◆ Given data
* * *

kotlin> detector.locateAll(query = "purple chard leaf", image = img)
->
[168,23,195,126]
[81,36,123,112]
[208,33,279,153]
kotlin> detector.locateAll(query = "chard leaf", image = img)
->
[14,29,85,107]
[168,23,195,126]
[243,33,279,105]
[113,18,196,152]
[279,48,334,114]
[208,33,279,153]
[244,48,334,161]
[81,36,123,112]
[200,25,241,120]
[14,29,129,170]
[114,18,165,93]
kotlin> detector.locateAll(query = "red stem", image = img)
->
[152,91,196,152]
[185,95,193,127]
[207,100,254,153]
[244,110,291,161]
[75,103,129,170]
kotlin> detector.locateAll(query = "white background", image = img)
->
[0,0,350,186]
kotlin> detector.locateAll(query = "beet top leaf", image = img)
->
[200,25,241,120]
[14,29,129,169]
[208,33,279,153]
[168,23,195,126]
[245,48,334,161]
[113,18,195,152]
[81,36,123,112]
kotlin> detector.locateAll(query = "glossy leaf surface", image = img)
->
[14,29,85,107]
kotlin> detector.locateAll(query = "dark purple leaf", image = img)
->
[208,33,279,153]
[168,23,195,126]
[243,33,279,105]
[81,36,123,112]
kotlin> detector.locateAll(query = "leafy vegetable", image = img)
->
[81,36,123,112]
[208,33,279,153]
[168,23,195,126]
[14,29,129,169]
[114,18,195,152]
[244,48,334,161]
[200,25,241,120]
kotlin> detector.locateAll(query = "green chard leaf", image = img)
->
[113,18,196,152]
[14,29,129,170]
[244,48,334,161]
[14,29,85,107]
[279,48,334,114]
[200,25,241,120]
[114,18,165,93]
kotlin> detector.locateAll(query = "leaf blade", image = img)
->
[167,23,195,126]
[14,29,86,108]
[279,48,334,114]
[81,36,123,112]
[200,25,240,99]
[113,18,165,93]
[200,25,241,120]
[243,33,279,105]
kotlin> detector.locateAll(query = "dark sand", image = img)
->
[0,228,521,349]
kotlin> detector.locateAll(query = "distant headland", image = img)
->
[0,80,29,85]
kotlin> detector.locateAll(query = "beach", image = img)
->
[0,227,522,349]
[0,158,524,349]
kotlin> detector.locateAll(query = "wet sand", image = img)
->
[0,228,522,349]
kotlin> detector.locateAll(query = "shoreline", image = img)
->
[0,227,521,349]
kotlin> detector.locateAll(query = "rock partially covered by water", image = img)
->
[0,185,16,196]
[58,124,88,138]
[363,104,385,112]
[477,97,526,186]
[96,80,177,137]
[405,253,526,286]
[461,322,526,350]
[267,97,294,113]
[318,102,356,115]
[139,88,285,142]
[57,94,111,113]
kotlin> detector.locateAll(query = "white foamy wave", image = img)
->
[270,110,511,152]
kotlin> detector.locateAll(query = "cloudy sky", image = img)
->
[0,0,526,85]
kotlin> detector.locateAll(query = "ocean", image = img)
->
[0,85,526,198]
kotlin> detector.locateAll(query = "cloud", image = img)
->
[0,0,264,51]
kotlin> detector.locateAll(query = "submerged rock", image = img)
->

* * *

Can you render every line of the records above as a Markdown table with the columns Row and Line, numbering the rows and leaving out blank lines?

◆ Exercise result
| Row | Line |
|---|---|
| 1 | kotlin> detector.locateAll(query = "purple chard leaf", image = img) |
| 2 | -> |
| 3 | [168,23,195,126] |
| 4 | [81,36,123,112] |
| 5 | [208,33,279,153] |
| 6 | kotlin> detector.locateAll(query = "chard leaf", image = img) |
| 7 | -> |
| 8 | [14,29,85,107] |
| 9 | [168,23,195,126] |
| 10 | [243,33,279,105] |
| 11 | [113,18,196,152] |
| 12 | [279,48,334,114] |
| 13 | [208,33,279,153] |
| 14 | [244,48,334,161] |
| 15 | [81,36,123,112] |
| 16 | [200,25,241,120] |
| 17 | [14,29,129,170] |
| 18 | [114,18,165,93] |
| 19 | kotlin> detector.locateAll(query = "red stem", image = img) |
| 20 | -> |
| 21 | [152,91,196,152] |
| 22 | [185,95,193,127] |
| 23 | [207,100,254,153] |
| 24 | [244,110,291,161] |
| 25 | [75,103,129,170] |
| 26 | kotlin> detector.locateAll(query = "white background", image = img) |
| 27 | -> |
| 28 | [0,0,350,186] |
| 29 | kotlin> detector.locateAll(query = "beet top leaf", image = img) |
| 30 | -> |
| 31 | [200,25,241,120] |
| 32 | [14,29,129,169] |
| 33 | [208,33,279,153] |
| 34 | [168,23,195,126] |
| 35 | [245,48,334,161] |
| 36 | [113,18,195,152] |
| 37 | [81,36,123,112] |
| 38 | kotlin> detector.locateAll(query = "glossy leaf surface", image = img) |
| 39 | -> |
| 40 | [14,29,85,107] |
| 41 | kotlin> detector.locateAll(query = "dark purple leaf", image = img) |
| 42 | -> |
| 43 | [208,33,279,153] |
| 44 | [168,23,195,126] |
| 45 | [243,33,279,105] |
| 46 | [81,36,123,112] |
| 47 | kotlin> detector.locateAll(query = "leafy vegetable", image = img) |
| 48 | -> |
| 49 | [81,36,123,112] |
| 50 | [208,33,279,153] |
| 51 | [168,23,195,126] |
| 52 | [14,29,129,169] |
| 53 | [114,18,195,152] |
| 54 | [244,48,334,161] |
| 55 | [200,25,241,120] |
| 56 | kotlin> detector.locateAll(query = "green chard leaf", image = img) |
| 57 | -> |
| 58 | [113,18,196,152] |
| 59 | [14,29,129,170] |
| 60 | [244,48,334,161] |
| 61 | [14,29,85,107] |
| 62 | [279,48,334,114] |
| 63 | [200,25,241,120] |
| 64 | [114,18,165,93] |
| 65 | kotlin> detector.locateAll(query = "leaf blade", image = img) |
| 66 | -> |
| 67 | [167,23,195,126] |
| 68 | [14,29,86,108] |
| 69 | [279,48,334,114] |
| 70 | [81,36,123,112] |
| 71 | [200,25,240,99] |
| 72 | [113,18,165,93] |
| 73 | [200,25,241,120] |
| 74 | [243,33,279,105] |
| 75 | kotlin> detector.locateAll(query = "dark sand", image = img) |
| 76 | -> |
| 77 | [0,228,521,349] |
| 78 | kotlin> detector.locateAll(query = "distant headland", image = img) |
| 79 | -> |
| 80 | [0,80,29,85] |
| 81 | kotlin> detector.locateAll(query = "beach", image = img) |
| 82 | -> |
| 83 | [0,227,522,349] |
| 84 | [0,158,524,349] |
| 85 | kotlin> detector.locateAll(query = "wet sand", image = img) |
| 86 | -> |
| 87 | [0,228,522,349] |
| 88 | kotlin> detector.locateAll(query = "shoreline", image = img) |
| 89 | -> |
| 90 | [0,227,521,349] |
| 91 | kotlin> detector.locateAll(query = "rock partially covered by water", image = img) |
| 92 | -> |
| 93 | [0,185,16,196] |
| 94 | [58,124,88,138] |
| 95 | [363,104,385,112] |
| 96 | [477,97,526,186] |
| 97 | [96,80,177,137] |
| 98 | [405,253,526,286] |
| 99 | [461,322,526,350] |
| 100 | [267,97,294,113] |
| 101 | [318,102,356,115] |
| 102 | [139,88,285,142] |
| 103 | [57,94,111,113] |
| 104 | kotlin> detector.locateAll(query = "white foamy wave", image = img) |
| 105 | -> |
| 106 | [270,110,511,152] |
| 107 | kotlin> detector.locateAll(query = "cloudy sky", image = img) |
| 108 | -> |
| 109 | [0,0,526,85] |
| 110 | kotlin> detector.locateAll(query = "ocean", image = img) |
| 111 | -> |
| 112 | [0,85,526,198] |
| 113 | kotlin> detector.locateAll(query = "cloud", image = img) |
| 114 | -> |
| 115 | [0,0,264,51] |
| 116 | kotlin> detector.locateAll(query = "submerged rock", image = img) |
| 117 | -> |